Copy out, unchanged, the lines below, beginning with the line that contains "Segmentation: the prompts" and ending with the line that contains "positive clicks: (15, 474) (15, 456)", both included.

Segment Open

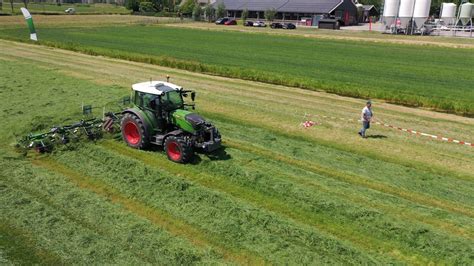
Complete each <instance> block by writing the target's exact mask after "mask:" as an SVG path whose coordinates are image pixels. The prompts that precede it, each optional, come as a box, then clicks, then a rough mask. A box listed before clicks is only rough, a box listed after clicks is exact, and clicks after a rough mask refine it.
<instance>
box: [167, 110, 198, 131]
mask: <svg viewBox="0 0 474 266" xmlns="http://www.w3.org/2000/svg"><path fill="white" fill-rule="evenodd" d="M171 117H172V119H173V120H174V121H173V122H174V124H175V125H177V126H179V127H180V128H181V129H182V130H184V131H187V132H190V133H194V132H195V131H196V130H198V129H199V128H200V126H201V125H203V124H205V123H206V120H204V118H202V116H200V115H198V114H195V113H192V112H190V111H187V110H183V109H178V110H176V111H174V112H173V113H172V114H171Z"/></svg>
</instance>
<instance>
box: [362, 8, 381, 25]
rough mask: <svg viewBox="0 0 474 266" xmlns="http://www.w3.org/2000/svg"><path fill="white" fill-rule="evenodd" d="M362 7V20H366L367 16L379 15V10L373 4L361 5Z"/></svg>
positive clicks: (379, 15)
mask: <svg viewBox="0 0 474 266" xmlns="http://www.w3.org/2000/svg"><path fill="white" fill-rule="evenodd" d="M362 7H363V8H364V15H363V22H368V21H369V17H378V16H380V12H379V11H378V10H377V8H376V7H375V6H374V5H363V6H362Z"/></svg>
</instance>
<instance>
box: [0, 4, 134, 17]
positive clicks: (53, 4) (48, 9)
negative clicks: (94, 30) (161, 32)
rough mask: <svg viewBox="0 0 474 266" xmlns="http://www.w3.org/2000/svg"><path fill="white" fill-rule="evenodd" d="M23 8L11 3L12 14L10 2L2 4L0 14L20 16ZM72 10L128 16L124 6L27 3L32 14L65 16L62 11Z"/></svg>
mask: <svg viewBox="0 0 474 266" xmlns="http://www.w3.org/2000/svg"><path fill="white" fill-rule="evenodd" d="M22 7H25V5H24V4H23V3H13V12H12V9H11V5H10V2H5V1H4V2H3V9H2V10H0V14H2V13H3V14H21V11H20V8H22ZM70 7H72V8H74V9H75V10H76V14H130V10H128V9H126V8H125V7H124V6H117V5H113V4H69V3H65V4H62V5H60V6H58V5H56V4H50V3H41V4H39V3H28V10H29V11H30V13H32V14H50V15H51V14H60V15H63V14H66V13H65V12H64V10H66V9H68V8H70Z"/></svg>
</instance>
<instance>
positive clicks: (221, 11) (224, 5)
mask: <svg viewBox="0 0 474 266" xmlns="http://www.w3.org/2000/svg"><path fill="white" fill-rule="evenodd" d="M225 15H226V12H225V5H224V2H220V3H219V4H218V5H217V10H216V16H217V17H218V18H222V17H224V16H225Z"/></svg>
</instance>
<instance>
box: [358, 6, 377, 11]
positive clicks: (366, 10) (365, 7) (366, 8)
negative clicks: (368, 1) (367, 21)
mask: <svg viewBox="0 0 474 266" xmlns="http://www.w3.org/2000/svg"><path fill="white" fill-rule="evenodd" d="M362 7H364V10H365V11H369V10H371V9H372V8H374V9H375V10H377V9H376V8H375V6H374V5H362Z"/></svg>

Segment Closed
Segment Open

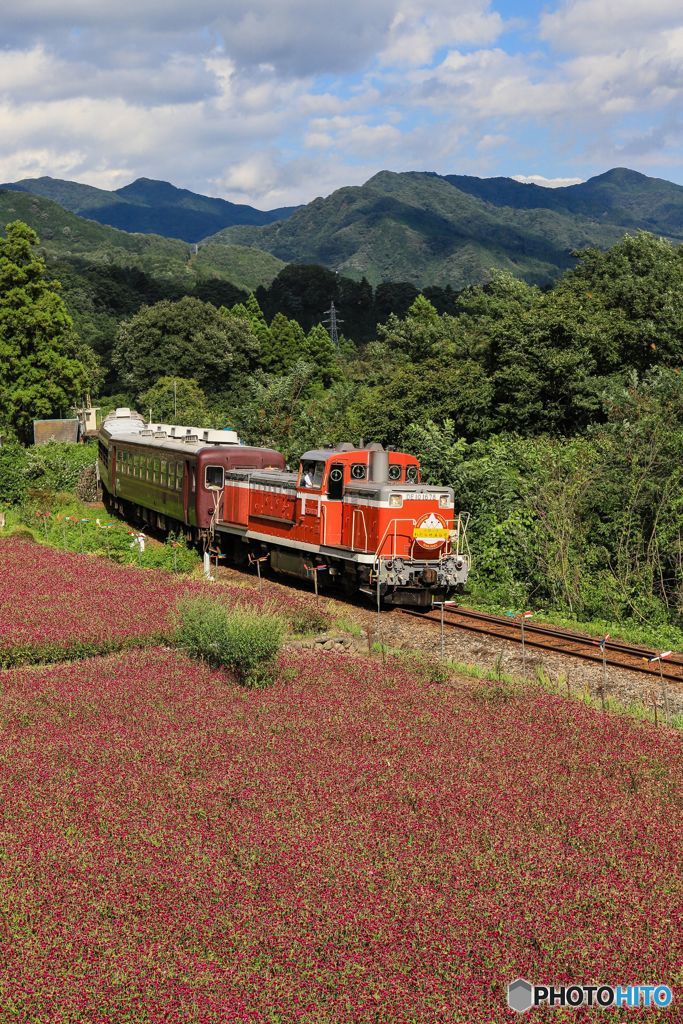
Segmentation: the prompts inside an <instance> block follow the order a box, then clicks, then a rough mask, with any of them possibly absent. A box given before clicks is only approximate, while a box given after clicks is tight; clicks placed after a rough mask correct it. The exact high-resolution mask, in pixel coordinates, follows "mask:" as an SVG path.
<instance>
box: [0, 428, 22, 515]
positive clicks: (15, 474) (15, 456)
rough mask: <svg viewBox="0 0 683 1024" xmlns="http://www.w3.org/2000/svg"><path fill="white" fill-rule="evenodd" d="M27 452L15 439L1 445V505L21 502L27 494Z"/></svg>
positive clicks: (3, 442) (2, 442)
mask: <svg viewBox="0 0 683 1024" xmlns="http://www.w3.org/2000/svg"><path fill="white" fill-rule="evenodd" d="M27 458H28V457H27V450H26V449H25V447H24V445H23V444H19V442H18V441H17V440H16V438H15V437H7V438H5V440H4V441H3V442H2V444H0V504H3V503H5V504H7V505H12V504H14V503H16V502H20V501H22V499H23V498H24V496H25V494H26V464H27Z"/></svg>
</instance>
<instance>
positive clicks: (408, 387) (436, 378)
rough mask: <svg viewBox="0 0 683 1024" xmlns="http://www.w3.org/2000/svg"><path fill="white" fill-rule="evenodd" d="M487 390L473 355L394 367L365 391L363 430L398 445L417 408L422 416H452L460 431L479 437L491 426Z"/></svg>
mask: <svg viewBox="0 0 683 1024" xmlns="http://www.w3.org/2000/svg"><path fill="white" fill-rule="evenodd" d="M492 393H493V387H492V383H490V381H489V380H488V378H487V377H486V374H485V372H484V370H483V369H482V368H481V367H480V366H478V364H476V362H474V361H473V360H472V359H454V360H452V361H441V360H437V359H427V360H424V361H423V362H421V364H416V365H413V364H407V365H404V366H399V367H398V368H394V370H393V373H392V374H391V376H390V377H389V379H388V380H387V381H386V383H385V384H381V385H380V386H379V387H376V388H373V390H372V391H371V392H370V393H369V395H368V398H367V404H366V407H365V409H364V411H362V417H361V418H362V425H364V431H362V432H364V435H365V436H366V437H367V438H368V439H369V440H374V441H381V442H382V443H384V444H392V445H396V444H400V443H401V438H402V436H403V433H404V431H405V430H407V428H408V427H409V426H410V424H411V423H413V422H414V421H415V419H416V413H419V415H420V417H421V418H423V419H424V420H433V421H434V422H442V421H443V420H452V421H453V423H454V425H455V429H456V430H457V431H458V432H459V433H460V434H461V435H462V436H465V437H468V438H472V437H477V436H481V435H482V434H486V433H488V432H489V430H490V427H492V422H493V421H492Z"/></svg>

Segment Closed

Response area:
Segmentation: the prompts inside an <instance> block follow the order a box, then clicks, then a rough mask, with any of them possibly absent. A box given before clicks is only approximate, while a box given after clicks is tight; clicks placed after a rough mask correct it. The exact high-resolution mask, in pixel coordinates, follows "mask:" as an SVG path.
<instance>
box: [0, 428, 22, 515]
positive clicks: (15, 474) (15, 456)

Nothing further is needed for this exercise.